> [Description of the task]:
From the first line to the last, output the material exactly.

> [Supplied data]:
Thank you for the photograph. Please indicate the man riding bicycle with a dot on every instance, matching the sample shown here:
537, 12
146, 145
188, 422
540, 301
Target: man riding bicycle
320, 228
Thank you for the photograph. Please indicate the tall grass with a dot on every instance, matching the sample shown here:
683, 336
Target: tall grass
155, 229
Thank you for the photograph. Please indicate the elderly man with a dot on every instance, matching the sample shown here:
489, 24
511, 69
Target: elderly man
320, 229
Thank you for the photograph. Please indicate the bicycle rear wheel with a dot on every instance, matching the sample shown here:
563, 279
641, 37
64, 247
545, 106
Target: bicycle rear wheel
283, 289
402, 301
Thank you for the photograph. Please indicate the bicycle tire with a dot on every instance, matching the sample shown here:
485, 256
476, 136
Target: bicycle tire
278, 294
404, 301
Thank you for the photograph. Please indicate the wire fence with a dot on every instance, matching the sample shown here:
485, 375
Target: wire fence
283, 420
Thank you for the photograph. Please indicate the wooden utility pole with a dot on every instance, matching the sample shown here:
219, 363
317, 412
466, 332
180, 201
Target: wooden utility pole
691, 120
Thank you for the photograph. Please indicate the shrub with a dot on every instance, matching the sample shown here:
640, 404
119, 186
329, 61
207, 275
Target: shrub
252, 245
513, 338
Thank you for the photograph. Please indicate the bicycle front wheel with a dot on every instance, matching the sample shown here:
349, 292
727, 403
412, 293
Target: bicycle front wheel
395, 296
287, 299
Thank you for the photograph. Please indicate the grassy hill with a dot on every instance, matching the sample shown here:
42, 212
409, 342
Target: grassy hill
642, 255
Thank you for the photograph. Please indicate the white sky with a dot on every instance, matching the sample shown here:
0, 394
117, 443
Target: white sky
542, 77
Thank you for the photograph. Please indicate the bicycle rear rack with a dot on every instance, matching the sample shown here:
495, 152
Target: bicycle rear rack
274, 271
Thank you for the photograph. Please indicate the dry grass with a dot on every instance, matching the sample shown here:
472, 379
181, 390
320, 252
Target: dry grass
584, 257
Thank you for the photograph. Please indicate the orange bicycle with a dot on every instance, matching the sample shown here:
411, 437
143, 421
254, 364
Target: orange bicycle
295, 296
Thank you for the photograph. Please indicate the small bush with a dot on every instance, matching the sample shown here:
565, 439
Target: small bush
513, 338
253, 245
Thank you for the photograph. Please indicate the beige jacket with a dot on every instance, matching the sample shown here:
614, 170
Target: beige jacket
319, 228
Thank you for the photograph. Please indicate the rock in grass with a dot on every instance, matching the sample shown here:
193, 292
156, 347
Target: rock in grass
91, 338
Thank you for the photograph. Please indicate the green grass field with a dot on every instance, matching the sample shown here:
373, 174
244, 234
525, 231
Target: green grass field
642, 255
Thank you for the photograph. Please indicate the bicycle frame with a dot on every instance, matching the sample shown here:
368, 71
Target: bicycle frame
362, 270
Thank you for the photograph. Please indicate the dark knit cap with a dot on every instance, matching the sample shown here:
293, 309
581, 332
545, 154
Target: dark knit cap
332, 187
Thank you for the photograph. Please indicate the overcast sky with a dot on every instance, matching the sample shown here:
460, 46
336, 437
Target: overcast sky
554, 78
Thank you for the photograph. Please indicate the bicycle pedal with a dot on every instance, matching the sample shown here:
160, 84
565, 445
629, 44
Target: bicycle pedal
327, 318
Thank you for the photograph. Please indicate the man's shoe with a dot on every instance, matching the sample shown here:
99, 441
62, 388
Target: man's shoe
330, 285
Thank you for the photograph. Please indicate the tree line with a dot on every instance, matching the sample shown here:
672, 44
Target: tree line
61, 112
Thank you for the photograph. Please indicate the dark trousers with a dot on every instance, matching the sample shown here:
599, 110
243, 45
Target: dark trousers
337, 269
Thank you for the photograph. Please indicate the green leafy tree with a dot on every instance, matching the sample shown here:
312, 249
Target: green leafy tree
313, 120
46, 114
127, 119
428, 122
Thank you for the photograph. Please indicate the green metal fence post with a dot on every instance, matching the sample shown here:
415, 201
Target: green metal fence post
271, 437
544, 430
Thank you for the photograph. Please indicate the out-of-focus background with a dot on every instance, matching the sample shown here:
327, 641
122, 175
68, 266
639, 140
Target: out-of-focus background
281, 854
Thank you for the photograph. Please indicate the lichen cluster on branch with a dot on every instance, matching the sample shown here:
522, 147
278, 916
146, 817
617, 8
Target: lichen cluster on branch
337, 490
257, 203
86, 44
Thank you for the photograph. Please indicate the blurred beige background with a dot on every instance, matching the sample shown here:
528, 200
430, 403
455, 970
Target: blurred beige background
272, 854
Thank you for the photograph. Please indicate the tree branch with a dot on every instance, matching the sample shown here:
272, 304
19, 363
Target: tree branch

> [Task response]:
Thank you for the photograph. Please indicate the man riding bicycle with a dot on every instance, matching the sample shown here:
537, 12
146, 145
188, 422
540, 301
Target: man riding bicycle
320, 228
Thank you for the photograph. Please indicate the tall grass with a dot on every instance, matching the sample shown here:
683, 336
Target: tall grass
155, 229
Thank you for the photograph. Please indicate the elderly man with a dot on every instance, matching the sample shown here:
489, 24
511, 69
Target: elderly man
320, 229
Thank you for the photograph. Please indicate the bicycle rear wheel with a dot on every instance, matching the sample shown here:
563, 279
641, 37
64, 247
545, 106
Target: bicycle rear wheel
283, 289
402, 301
Thank you for the photograph. Please indicate the bicycle tire with a dot on every instance, matching the sample shown here:
485, 256
476, 136
Target: bicycle tire
278, 294
404, 301
Thank you for the photograph. Please indicate the wire fence with a dot on every instance, matching the sample shown here:
485, 375
Target: wire fence
283, 420
Thank you for the photograph. Please indicate the wooden utility pole with a dot on every instance, matching the sample shown here:
219, 363
317, 412
466, 332
180, 201
Target: wooden utility pole
691, 120
Thank you for the photograph. Please indicate the shrub with a dot on every instance, matching the sample shown here:
640, 404
119, 186
329, 61
207, 275
Target: shrub
252, 245
513, 338
Thank you for the photograph. Please indicate the bicycle front wheel with a dot on every instance, matching the sample shown here:
349, 292
727, 403
412, 293
Target: bicycle front wheel
395, 296
287, 299
Thank you for the photograph. Please indicate the grassy hill with a dot on every instance, matching the sample shown here:
42, 212
409, 342
Target: grassy hill
642, 255
Thank you for the photograph. Please indicate the white sky with a dot on every instance, matching the sample shown here:
0, 394
117, 443
Target: white sky
542, 77
Thank you for the photograph. Please indicate the bicycle rear rack with a dot on every instance, matching the sample shown here:
495, 152
Target: bicycle rear rack
274, 271
Thank you for the photograph. Please indicate the dry grass with a dot on every instance, matching the sample shown here:
472, 379
181, 390
320, 252
Target: dry grass
584, 257
Thank you for the photograph. Please indicate the orange bicycle with a dot on every instance, matching the sample shown here:
411, 437
143, 421
254, 364
Target: orange bicycle
295, 296
Thank you for the photograph. Please indicate the small bush with a dot on every instance, matching the sample shown here:
565, 439
Target: small bush
513, 338
253, 245
Thank you for the photograph. Please indicate the beige jacket with a dot on every instance, matching the sample shown here:
614, 170
Target: beige jacket
319, 228
Thank you for the photograph. Please indicate the rock in grass with a dot on every instance, matching the sample shown here:
193, 292
156, 347
Target: rock in grass
91, 338
Thank you for the photograph. Please indicate the green grass field with a dot on every instance, matching the sample shown here:
373, 174
244, 234
525, 231
Target: green grass field
642, 255
Thank you for the photograph. Please indicate the bicycle frame with a dot on every instance, matching the sample shown here:
368, 71
Target: bicycle frame
362, 270
Thank you for the photograph. Please indicate the dark knit cap with a dot on every instance, matching the sample shown here:
293, 309
581, 332
545, 154
Target: dark knit cap
332, 187
Thank you for the photograph. Please indicate the overcast sky with a dot on every instance, matching the sample shown here:
460, 46
336, 437
Target: overcast sky
554, 78
Thank you for the photograph. Please indicate the bicycle pedal with a dot on every instance, matching the sample shown here:
160, 84
565, 445
629, 44
Target: bicycle pedal
327, 318
Thank you for the photograph. Please indicate the man's shoe with a dot on every instance, matching the sample shown here:
99, 441
62, 388
Target: man's shoe
330, 285
Thank you for the photograph. Please indicate the tree line with a dot on every instance, matching the sample shown here:
672, 44
Target: tree line
61, 112
Thank you for the photograph. Please indicate the dark trousers with a dot on every instance, matching the sample shown here:
599, 110
243, 45
Target: dark trousers
337, 269
Thank you for the photograph. Please indicate the green leafy tree with a dot on every instance, matching the sample shown here:
312, 249
Target: green leafy tree
313, 120
46, 114
127, 119
428, 122
Thank you for the photograph. Please indicate the green metal fence post with a dot on every instance, matching the sample shown here:
415, 201
Target: green metal fence post
271, 437
544, 430
Thank you for the photograph. Please indicate the out-of-focus background with a dot on every instance, matching the sample shown here:
327, 641
122, 175
68, 266
639, 140
Target: out-of-focus background
281, 854
Thank you for the photograph. Please indicate the lichen cluster on branch with a dot on every instance, matching the sample shown here:
522, 147
278, 916
146, 817
617, 8
Target: lichen cluster on branch
337, 490
257, 203
86, 44
Thank you for the photograph. Please indicate the blurred beige background with a dot on every instance, matching the sample shown here:
528, 200
430, 403
455, 970
Target: blurred beige background
272, 854
Thank you for the photograph. Please indicate the tree branch with a dot on every instance, matching the sample shown here:
272, 304
19, 363
Target: tree branch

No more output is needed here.